• **Dataset records**
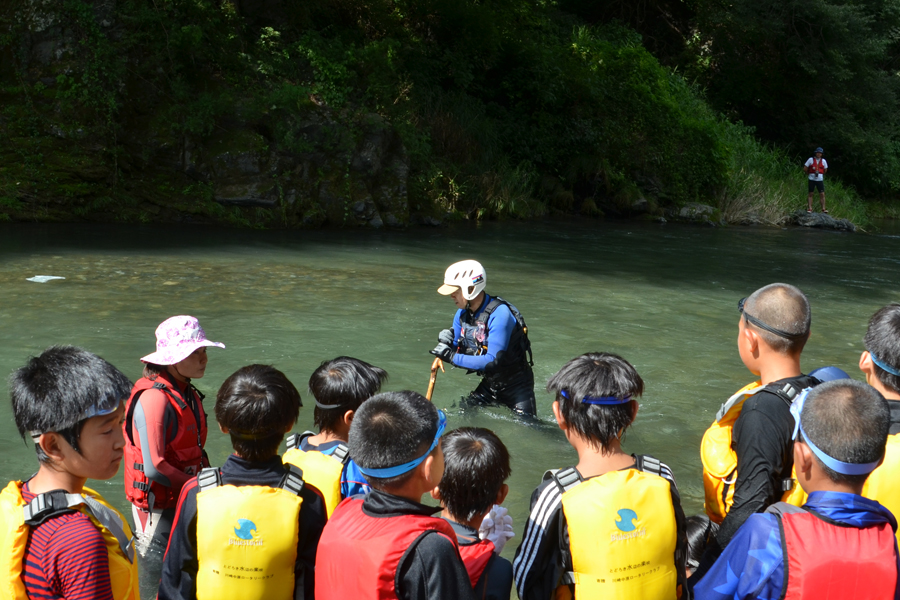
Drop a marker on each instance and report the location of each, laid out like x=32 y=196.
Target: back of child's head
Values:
x=391 y=429
x=595 y=392
x=340 y=385
x=62 y=388
x=883 y=343
x=782 y=307
x=257 y=404
x=701 y=532
x=476 y=463
x=847 y=420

• **Your objective**
Arrange all of the material above as a numbered list, one line per item, omitting any blank lines and leaving the pictures out.

• **Answer to this exercise**
1. Drop a marker on each instance and report the location of each, laid out like x=32 y=196.
2. Target: back of child's head
3. Values:
4. x=391 y=429
5. x=595 y=392
6. x=340 y=385
7. x=62 y=388
8. x=883 y=343
9. x=782 y=307
10. x=257 y=404
11. x=701 y=532
12. x=476 y=463
13. x=847 y=420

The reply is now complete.